Aim of the task:
Write out all the material verbatim, line by line.
____________________
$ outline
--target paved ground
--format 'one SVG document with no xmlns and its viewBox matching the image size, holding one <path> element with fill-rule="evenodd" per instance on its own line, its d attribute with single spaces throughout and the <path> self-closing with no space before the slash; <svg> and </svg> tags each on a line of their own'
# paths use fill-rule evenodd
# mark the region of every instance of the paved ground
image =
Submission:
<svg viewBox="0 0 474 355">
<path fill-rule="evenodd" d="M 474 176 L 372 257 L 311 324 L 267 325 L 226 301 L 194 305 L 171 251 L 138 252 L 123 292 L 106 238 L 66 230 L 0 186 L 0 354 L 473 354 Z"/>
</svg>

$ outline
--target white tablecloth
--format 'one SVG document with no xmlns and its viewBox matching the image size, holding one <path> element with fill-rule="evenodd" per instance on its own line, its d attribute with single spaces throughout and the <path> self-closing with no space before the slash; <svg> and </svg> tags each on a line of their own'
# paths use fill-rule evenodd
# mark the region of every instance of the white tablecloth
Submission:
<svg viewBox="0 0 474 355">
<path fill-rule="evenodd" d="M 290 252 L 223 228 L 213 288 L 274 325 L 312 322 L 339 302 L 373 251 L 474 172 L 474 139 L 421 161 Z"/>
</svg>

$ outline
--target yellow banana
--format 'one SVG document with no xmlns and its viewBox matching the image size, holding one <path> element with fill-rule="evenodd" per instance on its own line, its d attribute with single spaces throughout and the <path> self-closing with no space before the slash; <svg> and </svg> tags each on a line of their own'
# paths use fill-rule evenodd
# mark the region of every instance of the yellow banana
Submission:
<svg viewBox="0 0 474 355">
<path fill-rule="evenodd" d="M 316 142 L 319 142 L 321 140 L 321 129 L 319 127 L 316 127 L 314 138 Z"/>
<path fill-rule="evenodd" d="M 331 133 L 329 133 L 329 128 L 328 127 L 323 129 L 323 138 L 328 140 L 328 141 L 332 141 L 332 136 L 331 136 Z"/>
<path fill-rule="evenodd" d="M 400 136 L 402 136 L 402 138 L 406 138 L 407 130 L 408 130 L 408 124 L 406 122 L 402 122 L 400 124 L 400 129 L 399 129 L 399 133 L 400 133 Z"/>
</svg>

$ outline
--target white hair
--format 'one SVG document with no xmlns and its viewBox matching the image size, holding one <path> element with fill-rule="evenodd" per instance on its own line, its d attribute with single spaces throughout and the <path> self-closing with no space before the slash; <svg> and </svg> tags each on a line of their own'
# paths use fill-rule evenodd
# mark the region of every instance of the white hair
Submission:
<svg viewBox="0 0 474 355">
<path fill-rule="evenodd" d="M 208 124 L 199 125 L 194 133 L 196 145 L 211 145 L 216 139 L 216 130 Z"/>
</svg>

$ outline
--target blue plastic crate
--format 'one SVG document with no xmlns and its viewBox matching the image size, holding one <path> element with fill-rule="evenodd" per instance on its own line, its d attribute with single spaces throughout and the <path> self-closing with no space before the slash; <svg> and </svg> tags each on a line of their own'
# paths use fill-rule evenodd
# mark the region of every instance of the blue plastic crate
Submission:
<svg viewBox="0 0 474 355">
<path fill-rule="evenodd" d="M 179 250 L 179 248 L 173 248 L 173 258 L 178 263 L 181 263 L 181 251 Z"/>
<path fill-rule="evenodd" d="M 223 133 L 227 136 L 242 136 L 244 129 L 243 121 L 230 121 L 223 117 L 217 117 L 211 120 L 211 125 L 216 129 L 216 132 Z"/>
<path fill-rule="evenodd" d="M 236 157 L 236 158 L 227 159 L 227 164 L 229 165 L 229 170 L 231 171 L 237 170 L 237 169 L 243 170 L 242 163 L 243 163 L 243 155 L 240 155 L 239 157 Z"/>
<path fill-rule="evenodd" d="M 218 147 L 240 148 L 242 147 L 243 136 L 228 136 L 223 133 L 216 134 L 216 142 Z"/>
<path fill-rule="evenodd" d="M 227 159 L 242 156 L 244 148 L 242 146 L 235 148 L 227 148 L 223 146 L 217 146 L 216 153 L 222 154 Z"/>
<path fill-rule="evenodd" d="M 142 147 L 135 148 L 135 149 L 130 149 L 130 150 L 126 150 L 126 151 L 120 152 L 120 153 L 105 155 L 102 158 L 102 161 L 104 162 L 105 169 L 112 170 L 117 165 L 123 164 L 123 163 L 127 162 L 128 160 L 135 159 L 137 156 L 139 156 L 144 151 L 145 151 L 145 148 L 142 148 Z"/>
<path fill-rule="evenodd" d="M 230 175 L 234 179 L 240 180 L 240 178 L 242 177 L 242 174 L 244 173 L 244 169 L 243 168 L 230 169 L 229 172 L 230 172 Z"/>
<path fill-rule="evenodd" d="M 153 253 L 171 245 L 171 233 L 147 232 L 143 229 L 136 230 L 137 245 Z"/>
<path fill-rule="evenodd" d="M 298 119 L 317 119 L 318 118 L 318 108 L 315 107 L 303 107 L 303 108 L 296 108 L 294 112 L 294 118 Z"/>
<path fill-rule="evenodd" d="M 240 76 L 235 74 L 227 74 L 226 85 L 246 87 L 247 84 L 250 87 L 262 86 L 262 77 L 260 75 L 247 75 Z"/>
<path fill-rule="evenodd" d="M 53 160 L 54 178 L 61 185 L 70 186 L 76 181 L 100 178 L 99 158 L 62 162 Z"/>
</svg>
____________________
Written reply:
$ outline
--target paved ground
--format 'one SVG document with no xmlns and its viewBox matching the image size, holding one <path> element with fill-rule="evenodd" per instance on its own line, its d attribute with single spaces throughout and the <path> self-closing with no space before the slash; <svg> and </svg> tags each on a line of their own'
# paths use fill-rule evenodd
# mark the region of every instance of the paved ground
image =
Submission:
<svg viewBox="0 0 474 355">
<path fill-rule="evenodd" d="M 474 176 L 372 257 L 311 324 L 267 325 L 226 301 L 194 305 L 171 251 L 138 252 L 123 292 L 106 238 L 66 230 L 0 186 L 0 354 L 473 354 Z"/>
</svg>

$ outline
--target white tablecloth
--format 'one SVG document with no xmlns and its viewBox matching the image size, holding one <path> element with fill-rule="evenodd" per instance on its own line, its d attribute with single spaces throughout and the <path> self-closing with no space before the slash; <svg> and </svg> tags each on a line of their own'
# paths use fill-rule evenodd
# mark the region of every instance of the white tablecloth
Submission:
<svg viewBox="0 0 474 355">
<path fill-rule="evenodd" d="M 290 252 L 223 228 L 213 288 L 274 325 L 312 322 L 339 302 L 373 251 L 474 172 L 474 139 L 421 161 Z"/>
</svg>

$ outline
--target yellow banana
--format 'one SVG document with no xmlns and its viewBox matching the image size, holding one <path> element with fill-rule="evenodd" per instance on its own line, its d attribute with single spaces throughout and the <path> self-closing with no space before the slash; <svg> and </svg> tags each on a line of their own'
# paths use fill-rule evenodd
# mark the region of every instance of the yellow banana
Submission:
<svg viewBox="0 0 474 355">
<path fill-rule="evenodd" d="M 316 142 L 319 142 L 321 140 L 321 129 L 319 127 L 316 127 L 314 138 Z"/>
<path fill-rule="evenodd" d="M 331 133 L 329 133 L 329 128 L 328 127 L 323 129 L 323 138 L 328 140 L 328 141 L 332 141 L 332 136 L 331 136 Z"/>
<path fill-rule="evenodd" d="M 400 136 L 402 136 L 402 138 L 406 138 L 407 130 L 408 130 L 408 124 L 406 122 L 402 122 L 400 124 L 400 129 L 399 129 L 399 133 L 400 133 Z"/>
</svg>

$ outline
--target white hair
--format 'one SVG document with no xmlns and its viewBox matching the image size, holding one <path> element with fill-rule="evenodd" per instance on its own line, its d attribute with single spaces throughout and the <path> self-closing with no space before the slash; <svg> and </svg> tags each on a line of their own'
# paths use fill-rule evenodd
# mark the region of every instance of the white hair
Submission:
<svg viewBox="0 0 474 355">
<path fill-rule="evenodd" d="M 208 124 L 199 125 L 194 133 L 196 145 L 211 145 L 216 139 L 216 130 Z"/>
</svg>

$ outline
--target blue plastic crate
--format 'one SVG document with no xmlns and its viewBox matching the image size, holding one <path> element with fill-rule="evenodd" per instance on its own line, its d attribute with single spaces throughout and the <path> self-closing with no space before the slash; <svg> and </svg> tags each on a line of their own'
# paths use fill-rule evenodd
# mark the region of every instance of the blue plastic crate
Submission:
<svg viewBox="0 0 474 355">
<path fill-rule="evenodd" d="M 179 250 L 179 248 L 173 248 L 173 258 L 178 263 L 181 263 L 181 251 Z"/>
<path fill-rule="evenodd" d="M 223 133 L 227 136 L 242 136 L 244 129 L 243 121 L 230 121 L 223 117 L 217 117 L 211 120 L 211 125 L 216 129 L 216 132 Z"/>
<path fill-rule="evenodd" d="M 236 157 L 236 158 L 227 159 L 227 164 L 229 165 L 229 170 L 231 171 L 237 170 L 237 169 L 243 170 L 242 163 L 243 163 L 243 155 L 240 155 L 239 157 Z"/>
<path fill-rule="evenodd" d="M 218 147 L 240 148 L 242 147 L 243 136 L 228 136 L 223 133 L 216 134 L 216 142 Z"/>
<path fill-rule="evenodd" d="M 227 159 L 242 156 L 244 148 L 242 146 L 235 148 L 227 148 L 223 146 L 217 146 L 216 153 L 222 154 Z"/>
<path fill-rule="evenodd" d="M 142 147 L 135 148 L 135 149 L 130 149 L 130 150 L 126 150 L 126 151 L 120 152 L 120 153 L 105 155 L 102 158 L 102 161 L 104 162 L 105 169 L 112 170 L 117 165 L 123 164 L 123 163 L 127 162 L 128 160 L 135 159 L 137 156 L 139 156 L 144 151 L 145 151 L 145 148 L 142 148 Z"/>
<path fill-rule="evenodd" d="M 230 175 L 234 179 L 240 180 L 240 178 L 242 177 L 242 174 L 244 173 L 244 169 L 243 168 L 230 169 L 229 172 L 230 172 Z"/>
<path fill-rule="evenodd" d="M 153 253 L 171 245 L 171 233 L 147 232 L 143 229 L 136 230 L 137 245 Z"/>
<path fill-rule="evenodd" d="M 298 119 L 317 119 L 318 118 L 318 108 L 315 107 L 303 107 L 303 108 L 296 108 L 294 112 L 294 118 Z"/>
<path fill-rule="evenodd" d="M 240 76 L 235 74 L 227 74 L 226 85 L 246 87 L 247 84 L 250 87 L 262 86 L 262 77 L 260 75 L 247 75 Z"/>
<path fill-rule="evenodd" d="M 53 160 L 54 178 L 61 185 L 70 186 L 76 181 L 100 178 L 99 158 L 62 162 Z"/>
</svg>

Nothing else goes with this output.